> Excerpt
__________________________________________________

As part of a massive round of layoffs that will ultimately impact thousands of global employees, Intel (INTC) announced it would cut 529 Oregon workers effective July 15. This comes as part of an overhaul under new CEO Lip-Bu Tan, who was hired to turn around Intel’s chip business. The news caused investor spirits to soar immediately, driving Intel’s stock over 7% higher on July 8 as the market digested the expected cost savings and fresh start for operations.
The radical pivot underscores the seriousness of Intel’s challenges in catching up with rivals like Taiwan Semiconductor Manufacturing (TSM), Advanced Micro Devices (AMD), and Nvidia (NVDA) in advanced chip design and production. While broader market trends and demand for artificial intelligence keep reshaping the chip-manufacturing business, Intel’s going back to the “basics” under new management aims to spur wiser execution and restore its competitive lead.
Intel (INTC) is a leading global semiconductor company based in Santa Clara, California, with a market capitalization of around $100 billion. Intel’s legacy dates back to decades of dominance in desktop and server CPU design. Intel has, in recent years, struggled as its global competitors such as TSMC, AMD, and Nvidia overtook it in terms of technological advancement, primarily in the realm of artificial intelligence and next-generation process nodes.

__________________________________________________

Stored records:
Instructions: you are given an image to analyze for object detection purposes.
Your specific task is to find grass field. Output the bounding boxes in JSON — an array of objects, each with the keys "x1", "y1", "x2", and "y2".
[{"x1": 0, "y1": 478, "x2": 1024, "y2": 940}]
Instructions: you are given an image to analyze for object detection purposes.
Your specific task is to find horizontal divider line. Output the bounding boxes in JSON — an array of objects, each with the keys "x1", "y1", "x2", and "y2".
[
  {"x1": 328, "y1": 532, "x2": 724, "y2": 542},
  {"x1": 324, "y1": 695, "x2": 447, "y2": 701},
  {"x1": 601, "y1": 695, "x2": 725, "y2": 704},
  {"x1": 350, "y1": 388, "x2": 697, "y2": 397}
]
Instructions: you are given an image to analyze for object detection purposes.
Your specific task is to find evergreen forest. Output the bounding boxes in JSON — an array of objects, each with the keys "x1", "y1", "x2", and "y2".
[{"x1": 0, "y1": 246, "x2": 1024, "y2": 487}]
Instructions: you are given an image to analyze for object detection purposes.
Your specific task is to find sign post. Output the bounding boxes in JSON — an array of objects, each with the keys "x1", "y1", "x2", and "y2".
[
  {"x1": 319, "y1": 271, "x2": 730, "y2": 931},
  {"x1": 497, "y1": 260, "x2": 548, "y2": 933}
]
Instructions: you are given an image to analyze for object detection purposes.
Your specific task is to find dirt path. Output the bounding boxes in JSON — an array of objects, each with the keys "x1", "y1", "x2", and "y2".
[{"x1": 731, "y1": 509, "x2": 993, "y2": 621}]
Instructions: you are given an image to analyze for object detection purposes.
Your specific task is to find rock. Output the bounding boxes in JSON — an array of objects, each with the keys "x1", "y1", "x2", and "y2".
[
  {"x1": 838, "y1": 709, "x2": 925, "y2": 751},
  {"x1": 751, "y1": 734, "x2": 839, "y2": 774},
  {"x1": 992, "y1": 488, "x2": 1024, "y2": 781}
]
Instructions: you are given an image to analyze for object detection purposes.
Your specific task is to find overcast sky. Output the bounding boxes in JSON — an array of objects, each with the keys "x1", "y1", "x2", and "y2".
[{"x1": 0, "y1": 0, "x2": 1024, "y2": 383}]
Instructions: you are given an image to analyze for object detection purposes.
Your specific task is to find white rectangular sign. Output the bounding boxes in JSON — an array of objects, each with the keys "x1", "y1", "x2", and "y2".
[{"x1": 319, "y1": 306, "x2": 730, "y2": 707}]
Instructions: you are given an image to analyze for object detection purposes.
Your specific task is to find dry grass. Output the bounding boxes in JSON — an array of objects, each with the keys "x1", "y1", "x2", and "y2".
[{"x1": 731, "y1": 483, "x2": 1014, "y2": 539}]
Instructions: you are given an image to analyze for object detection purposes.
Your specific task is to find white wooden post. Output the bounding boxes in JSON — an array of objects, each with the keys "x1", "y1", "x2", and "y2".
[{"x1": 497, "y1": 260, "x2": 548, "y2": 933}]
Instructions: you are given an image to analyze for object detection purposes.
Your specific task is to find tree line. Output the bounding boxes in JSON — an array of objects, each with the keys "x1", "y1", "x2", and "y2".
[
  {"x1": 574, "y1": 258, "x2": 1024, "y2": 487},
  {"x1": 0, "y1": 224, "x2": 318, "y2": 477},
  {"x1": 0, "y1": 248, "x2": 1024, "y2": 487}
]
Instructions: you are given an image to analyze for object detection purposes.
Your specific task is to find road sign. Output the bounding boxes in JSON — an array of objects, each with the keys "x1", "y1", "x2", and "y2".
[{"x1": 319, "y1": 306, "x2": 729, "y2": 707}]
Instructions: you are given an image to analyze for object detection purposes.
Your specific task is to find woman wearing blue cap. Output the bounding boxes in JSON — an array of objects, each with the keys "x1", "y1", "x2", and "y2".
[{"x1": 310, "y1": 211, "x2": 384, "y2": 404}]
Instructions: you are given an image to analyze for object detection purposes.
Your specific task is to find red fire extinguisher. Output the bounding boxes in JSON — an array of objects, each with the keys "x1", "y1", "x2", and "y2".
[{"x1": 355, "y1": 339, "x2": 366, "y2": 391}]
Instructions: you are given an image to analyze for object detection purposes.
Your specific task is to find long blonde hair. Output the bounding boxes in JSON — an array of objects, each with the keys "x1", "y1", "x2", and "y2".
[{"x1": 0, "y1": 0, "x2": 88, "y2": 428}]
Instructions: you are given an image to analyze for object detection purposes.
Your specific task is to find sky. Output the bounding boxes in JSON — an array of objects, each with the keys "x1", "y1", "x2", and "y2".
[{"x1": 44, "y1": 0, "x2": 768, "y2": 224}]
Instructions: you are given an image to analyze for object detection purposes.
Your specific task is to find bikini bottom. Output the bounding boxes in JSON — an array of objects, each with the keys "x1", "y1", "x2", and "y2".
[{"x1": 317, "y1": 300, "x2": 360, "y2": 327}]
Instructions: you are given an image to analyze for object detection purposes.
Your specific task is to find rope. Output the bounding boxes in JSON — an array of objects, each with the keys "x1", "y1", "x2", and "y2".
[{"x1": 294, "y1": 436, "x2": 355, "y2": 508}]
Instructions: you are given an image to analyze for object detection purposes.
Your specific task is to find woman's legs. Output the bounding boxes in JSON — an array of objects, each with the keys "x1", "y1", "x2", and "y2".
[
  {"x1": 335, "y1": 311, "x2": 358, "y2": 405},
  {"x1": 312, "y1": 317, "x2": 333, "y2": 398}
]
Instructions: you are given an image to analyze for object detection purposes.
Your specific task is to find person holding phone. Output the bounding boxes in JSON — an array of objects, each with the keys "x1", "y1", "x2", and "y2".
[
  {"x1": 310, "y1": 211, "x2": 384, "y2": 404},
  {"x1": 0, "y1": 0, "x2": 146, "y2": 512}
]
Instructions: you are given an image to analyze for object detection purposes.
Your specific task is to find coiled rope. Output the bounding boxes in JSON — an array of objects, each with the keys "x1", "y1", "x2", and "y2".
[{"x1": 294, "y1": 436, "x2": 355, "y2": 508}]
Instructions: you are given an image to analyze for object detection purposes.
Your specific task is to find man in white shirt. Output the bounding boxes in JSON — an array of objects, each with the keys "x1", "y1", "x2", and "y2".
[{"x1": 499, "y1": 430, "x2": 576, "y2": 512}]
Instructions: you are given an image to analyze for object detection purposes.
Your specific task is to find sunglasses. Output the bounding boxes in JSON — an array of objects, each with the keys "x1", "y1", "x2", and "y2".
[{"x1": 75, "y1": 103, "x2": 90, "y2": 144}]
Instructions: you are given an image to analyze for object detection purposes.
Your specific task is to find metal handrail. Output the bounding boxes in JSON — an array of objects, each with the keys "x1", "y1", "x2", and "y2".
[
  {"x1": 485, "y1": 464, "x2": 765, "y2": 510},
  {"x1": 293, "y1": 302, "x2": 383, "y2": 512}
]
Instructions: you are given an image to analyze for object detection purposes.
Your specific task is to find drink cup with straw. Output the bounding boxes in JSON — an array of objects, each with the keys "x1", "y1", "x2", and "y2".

__________________________________________________

> Problems to work on
1) Translate this sentence from the Intel layoffs article into Spanish: "Intel’s legacy dates back to decades of dominance in desktop and server CPU design."
2) According to the Intel layoffs article, why did Intel's stock climb more than 7% on July 8? Answer in one to three sentences.

> Results of the tasks
1) El legado de Intel se remonta a décadas de dominio en el diseño de CPU para equipos de escritorio y servidores.

2) The layoff news lifted investor spirits because the market took in the expected cost savings. Investors also saw a fresh start for Intel's operations under new CEO Lip-Bu Tan.